Complete the following -
- A) In the passage on building a TextModel, explain what the block_size parameter corresponds to, according to the passage.
- B) According to the TextModel passage, which attribute of the training dataset supplies a reasonable value for block_size?
- C) Continue the passage on building a TextModel from its last line.

Text shown -
The syntax is similar for TextModel instances, but in this case the user must also specify a block_size, corresponding to the maximum text length that the model can process in a single forward step. A reasonable value for the block_size can be recovered from the TextDataset.max_text_len attribute of the training dataset.

from aindo.rdml.relational import RelationalData
from aindo.rdml.synth import TextDataset, TextModel, TextPreproc, TextTrainer
data = RelationalData(data=..., schema=...)
data_train, data_test = data.split(ratio=0.1)
preproc_text = TextPreproc.from_schema_table(schema=data.schema, table='adult').fit(data=data)
dataset_train = TextDataset.from_data(data=data_train, preproc=preproc_text)
model_text = TextModel.build(
preproc=preproc_text,
size='small',
block_size=dataset_train.max_text_len,
)

Information supplied -
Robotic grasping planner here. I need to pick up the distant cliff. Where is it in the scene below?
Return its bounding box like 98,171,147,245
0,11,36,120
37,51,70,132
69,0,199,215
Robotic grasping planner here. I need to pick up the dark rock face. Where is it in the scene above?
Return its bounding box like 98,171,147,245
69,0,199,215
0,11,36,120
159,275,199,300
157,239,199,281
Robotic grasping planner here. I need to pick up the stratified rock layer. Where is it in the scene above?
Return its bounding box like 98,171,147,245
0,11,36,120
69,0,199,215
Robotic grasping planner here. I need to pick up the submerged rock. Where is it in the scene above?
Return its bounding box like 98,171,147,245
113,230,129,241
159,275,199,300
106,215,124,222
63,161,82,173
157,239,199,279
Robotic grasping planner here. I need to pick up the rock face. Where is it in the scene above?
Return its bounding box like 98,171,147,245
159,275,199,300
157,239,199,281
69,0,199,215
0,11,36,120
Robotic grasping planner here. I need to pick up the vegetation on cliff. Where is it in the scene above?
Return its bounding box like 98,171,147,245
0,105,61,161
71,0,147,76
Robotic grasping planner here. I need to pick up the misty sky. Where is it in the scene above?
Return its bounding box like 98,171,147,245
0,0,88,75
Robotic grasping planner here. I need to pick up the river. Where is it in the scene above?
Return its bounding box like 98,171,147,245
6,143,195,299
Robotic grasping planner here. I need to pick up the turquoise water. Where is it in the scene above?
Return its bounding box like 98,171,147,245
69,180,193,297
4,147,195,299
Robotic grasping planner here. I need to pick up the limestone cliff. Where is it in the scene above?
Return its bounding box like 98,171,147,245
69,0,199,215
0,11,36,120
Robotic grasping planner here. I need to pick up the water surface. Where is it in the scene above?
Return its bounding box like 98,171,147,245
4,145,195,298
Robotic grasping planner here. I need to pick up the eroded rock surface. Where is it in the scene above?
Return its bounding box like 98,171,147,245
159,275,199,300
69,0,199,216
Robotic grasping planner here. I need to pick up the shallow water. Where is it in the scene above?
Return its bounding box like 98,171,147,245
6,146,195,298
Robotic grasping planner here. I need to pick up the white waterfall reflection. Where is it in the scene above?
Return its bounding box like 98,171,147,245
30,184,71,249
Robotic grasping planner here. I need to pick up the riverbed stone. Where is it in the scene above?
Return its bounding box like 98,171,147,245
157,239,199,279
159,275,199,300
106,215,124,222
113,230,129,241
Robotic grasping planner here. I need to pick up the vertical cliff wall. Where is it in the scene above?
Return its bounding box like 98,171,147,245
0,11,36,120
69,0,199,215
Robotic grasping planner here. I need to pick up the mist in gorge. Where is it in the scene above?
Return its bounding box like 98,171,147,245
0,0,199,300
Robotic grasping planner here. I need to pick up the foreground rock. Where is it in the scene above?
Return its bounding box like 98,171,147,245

Task-by-task outputs -
- A) The block_size corresponds to the maximum text length that the model can process in a single forward step.

- B) The TextDataset.max_text_len attribute of the training dataset.

- C)
trainer_text = TextTrainer(model=model_text)
trainer_text.train(
dataset=dataset_train,
n_epochs=100,
batch_size=32,
)

More customization parameters are available via the optional arguments described in the Model training section.

Synthetic data generation

Once the generative model is trained, it can generate synthetic data that closely mirrors the original without containing any personally identifiable information, ensuring both privacy and utility for various applications.

To generate synthetic data using a TabularModel it is enough to call the TabularModel.generate() method, which returns a RelationalData object containing the synthetic data. It is necessary to provide the number of samples to be generated through the n_samples parameter. Optionally, the user can specify:

  • batch_size, the batch size used during generation. Defaults to 0, which means that all the data is generated in a single batch.
  • temp, a strictly positive real number describing the amount of noise used in generation. The default value is 1. Larger values will introduce more variance, lower values will decrease it.

For instance, let’s generate the same number of rows as in the original adult table, with a batch size of 1024.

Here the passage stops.